Excerpted passage:
>> begin
Apartment House Shopping in China
Apartment House Shopping in China Chengdu Reviews
China Dream Nov 25, 2014
Friends in Chengdu took us around to look at apartment real estate in Chengdu. We were just curious what the going rates were and what you get for your money. It was quite eye opening really and the apartment homes vary in price and quality, as you would expect depending on the community area and surrounding infrastructure. Chinese president, Xi Jinping has evoked a slogan called "China Dream" to unite the nation and people in parallel to "American Dream" slogan popular in the USA in decades past. It is part rejuvenation, raising standard of living, prosperity of the people, and creating a better society. Like American Dream, the China Dream remains somewhat vague in concept, but it is more of a feeling or sentiment perhaps.
>> end
Dataset records:
>> begin
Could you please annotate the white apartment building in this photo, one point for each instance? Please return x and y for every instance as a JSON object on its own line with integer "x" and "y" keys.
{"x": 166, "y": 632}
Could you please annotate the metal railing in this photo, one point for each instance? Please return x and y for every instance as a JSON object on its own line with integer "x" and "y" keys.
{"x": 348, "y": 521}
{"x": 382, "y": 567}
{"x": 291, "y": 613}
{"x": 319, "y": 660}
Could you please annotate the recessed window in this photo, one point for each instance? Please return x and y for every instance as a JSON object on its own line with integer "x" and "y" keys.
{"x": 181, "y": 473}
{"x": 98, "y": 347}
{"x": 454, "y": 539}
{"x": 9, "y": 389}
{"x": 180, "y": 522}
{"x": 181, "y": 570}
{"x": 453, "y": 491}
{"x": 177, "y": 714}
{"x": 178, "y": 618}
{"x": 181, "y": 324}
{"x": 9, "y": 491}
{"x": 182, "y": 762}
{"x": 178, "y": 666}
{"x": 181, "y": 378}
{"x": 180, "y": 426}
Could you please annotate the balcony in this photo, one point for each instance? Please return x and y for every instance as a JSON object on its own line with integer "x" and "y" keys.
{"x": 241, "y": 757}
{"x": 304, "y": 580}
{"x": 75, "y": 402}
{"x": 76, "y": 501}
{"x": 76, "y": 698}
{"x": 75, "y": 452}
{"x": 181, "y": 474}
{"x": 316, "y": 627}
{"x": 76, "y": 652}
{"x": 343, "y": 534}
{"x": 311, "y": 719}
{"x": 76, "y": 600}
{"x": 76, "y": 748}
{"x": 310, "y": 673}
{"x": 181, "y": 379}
>> end
Given instruction: According to the apartment-shopping post above, what four things make up the China Dream? List each one.

Solution to this task:
- Rejuvenation
- Raising standard of living
- Prosperity of the people
- Creating a better society